◆ **What you are asked to do**: Can you carry on the interview below about the Platform's use of Twitter and other communication tools, picking up right after its last sentence?
[Start Selection]
So, use of the website and use of the eUpdate.

And I think increasingly the use of Twitter. I think if you realise that Twitter is not just a method by which an individual or an organisation can report on what he, or they, or it, are doing on a day-to-day basis, but it also offers an instant information link. So, for example, what would be useful as we look at the output of the Addis Ababa Finance for Development meeting, would be a small note from the Platform released on Twitter that says what agricultural perspectives have been highlighted by the Addis meeting. And of course, linking into other documents or other sites on Twitter. I think that’s something that some people need to consider how to use. I have found that some of my colleagues here at IFAD are using Twitter to keep abreast of not only journalism – good journalism focused on development issues – but following the World Bank, the IMF, civil society for example, Oxfam. Just picking up on some of these highlights from a day-to-day basis because that’s where they feel like the news is breaking. The Platform has to think about being there to break news and highlight issues as they come “hot off the press.”

Pascal Corbé (Secretariat): Does this mean that the new communications tools actually put pressure onto Platform members to find new ways and means to agree much quicker on information than in the past?

Brian Baldwin : Correct. It means the Platform, in 140 characters, putting something out that is relevant on what is just happened in Addis Ababa, or again, if you were reading the Financial Times last week, the president of Ghana was looking at the issues of cocoa production in Ghana and was saying, “Look, there is a problem with rural youth in Ghana, not seeing that they have a future in the agriculture economy in Ghana, and they prefer to work in the cities.” Then the president of Ghana posed the question, “who therefore is going to harvest the cocoa?”, which is one of Ghana’s principal exports. Now, I think in there there’s a substantive issue about incentives for rural youth to find employment and job security in agriculture. Which exists, and which the Platform could highlight and lead into other documentation. But importantly, lead into where members are working. I think there is an issue, the Platform, an example - a discussion on youth unemployment in Ghanaian cocoa production needs substantively to be taken up by one of its members, or be highlighted already by one of its members. The Platform is saying, “Look, this is an issue, this is how the membership of the Platform are dealing with it.” And it may be that FAO have already initiated a programme, or are aware of that issue, or another donor. Just to – if you like – avoid the Platform taking on the substantive day-to-day work, which I would argue needs to be done by a member itself. And if a member is not doing it, fine, then the Platform doesn’t necessarily need to highlight it.
[End Selection]
[Start Recorded information]
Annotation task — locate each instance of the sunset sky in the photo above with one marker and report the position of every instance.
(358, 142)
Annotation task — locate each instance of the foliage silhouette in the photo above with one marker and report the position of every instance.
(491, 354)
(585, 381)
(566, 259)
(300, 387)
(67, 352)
[End Recorded information]
◆ **Exercise output**:
But the strength of the Platform should be its membership and what the membership is doing. And that’s why I go back to the work that the World Bank and FAO did on statistical analysis, that the US led on CAADP, or the that DFID Germany or the US are leading the land group. That’s significant. That’s a significant model for the way the Platform operates.

Pascal Corbé (Secretariat): Is there need for the Platform to change its modus operandi to be able to respond more quickly?

Brian Baldwin: It means that either Platform members and/or the Secretariat need to have a strategy that says, “Okay, when we know there’s going to be key events that we believe are relevant to our membership, and those key events will be events that we’ve discussed already at the AGA or in other fora, where we’ve highlighted upcoming events, that the Platform and/or its members are ready to be putting out short messages on Twitter or on eUpdates on the Platform website.” So for example, like I said, we just finished the Addis Finance for Development meeting, with the Declaration. I would want to think that that’s available on the Platform website, and I would want to think that one or two Platform members had gone through it and highlighted those issues that were relevant to agriculture. I know for example that IFAD, WFP and FAO are all mentioned to a lesser or greater extent in the Addis Ababa document. That would be useful if those three members were to highlight within the Platform what was significant to agriculture.

Pascal Corbé (Secretariat): So you need to find a way to respond quickly.

Brian Baldwin: It would mean then the secretariat contacting the focal points of the three agencies, and say, right, tell us where the particular pieces within the Addis Ababa final agreement highlighted those members. And we will highlight that either on a Twitter output or the website as well, depending on the substantive nature of the work.

Pascal Corbé (Secretariat): You’ve always pushed for the Platform to take a strong advocacy role. And you’ve continued to do so even after the food price crisis and the succeeding allocation of more budget towards agriculture. Why is important for a Platform of this nature to be more than just an exchanger of knowledge?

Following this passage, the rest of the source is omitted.